***** EXERCISE MATERIALS *****

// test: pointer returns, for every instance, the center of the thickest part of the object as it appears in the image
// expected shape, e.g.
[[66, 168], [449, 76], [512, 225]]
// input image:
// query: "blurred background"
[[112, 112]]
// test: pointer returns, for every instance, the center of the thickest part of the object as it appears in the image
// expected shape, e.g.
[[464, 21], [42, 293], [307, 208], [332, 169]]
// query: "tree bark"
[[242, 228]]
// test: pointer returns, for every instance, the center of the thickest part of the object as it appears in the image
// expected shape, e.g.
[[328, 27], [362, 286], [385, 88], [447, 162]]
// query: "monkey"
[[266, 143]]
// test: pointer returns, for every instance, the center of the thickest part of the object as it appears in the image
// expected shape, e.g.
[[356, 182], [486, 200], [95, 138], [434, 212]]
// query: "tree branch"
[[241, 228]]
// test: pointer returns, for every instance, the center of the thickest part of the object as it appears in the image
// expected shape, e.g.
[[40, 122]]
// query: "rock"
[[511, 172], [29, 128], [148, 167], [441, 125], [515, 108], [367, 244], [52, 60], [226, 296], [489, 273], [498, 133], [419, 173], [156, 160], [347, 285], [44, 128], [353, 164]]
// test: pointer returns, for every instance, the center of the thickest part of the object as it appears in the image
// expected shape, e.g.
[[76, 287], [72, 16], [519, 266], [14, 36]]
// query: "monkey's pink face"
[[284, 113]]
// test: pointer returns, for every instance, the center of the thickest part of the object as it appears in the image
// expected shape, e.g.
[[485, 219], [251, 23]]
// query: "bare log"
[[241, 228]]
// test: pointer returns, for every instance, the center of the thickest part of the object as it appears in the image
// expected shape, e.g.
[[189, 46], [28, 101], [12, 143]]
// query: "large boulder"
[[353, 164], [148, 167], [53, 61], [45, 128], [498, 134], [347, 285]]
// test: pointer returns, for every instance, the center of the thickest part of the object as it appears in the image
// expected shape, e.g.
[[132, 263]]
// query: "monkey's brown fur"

*****

Can you return every line of the data above with no changes, in the same order?

// test: pointer returns, for every instance, the center of the thickest part of the object as it appears in the image
// expected shape, e.g.
[[66, 168], [449, 76], [512, 225]]
// input image:
// query: "blurred background"
[[112, 112]]
// test: pointer returns, for every instance, the center of the thickest part of the object as it appears in the image
// expected shape, e.g.
[[464, 21], [42, 293], [307, 208], [332, 169]]
// query: "tree bark"
[[242, 228]]
// test: pointer returns, for every instance, the center of the thickest part of the object as it appears in the image
// expected shape, e.g.
[[328, 27], [362, 286], [385, 88], [447, 162]]
// query: "monkey"
[[266, 143]]
// test: pointer returns, for every instance, the center of the thickest part of the object as it appears in the image
// expected shape, e.g.
[[356, 182], [486, 200], [95, 138], [434, 212]]
// query: "tree branch"
[[241, 228]]
// test: pointer returns, for every instance, the center of the thickest part of the object as it appears in the image
// expected shape, e.g.
[[40, 122]]
// query: "rock"
[[511, 172], [29, 128], [148, 167], [441, 125], [515, 108], [367, 244], [52, 60], [226, 296], [489, 273], [498, 133], [419, 173], [156, 160], [347, 285], [44, 128], [353, 164]]
// test: pointer returns, for every instance, the center of the thickest part of the object as it appears in the image
// expected shape, e.g.
[[76, 287], [72, 16], [519, 266], [14, 36]]
// query: "monkey's pink face"
[[284, 113]]
// test: pointer returns, for every instance, the center of the thickest part of the object as it appears in the image
// expected shape, e.g.
[[485, 219], [251, 23]]
// query: "bare log"
[[241, 228]]
// test: pointer returns, for every instance, the center of the thickest part of the object as it appears in the image
// expected shape, e.g.
[[189, 46], [28, 101], [12, 143]]
// query: "large boulder"
[[353, 164], [148, 167], [53, 61], [45, 128], [498, 134], [347, 285]]
// test: pointer returns, for every instance, the center of the thickest part of the object as it appears in the image
// expected shape, e.g.
[[132, 263]]
// query: "monkey's brown fur"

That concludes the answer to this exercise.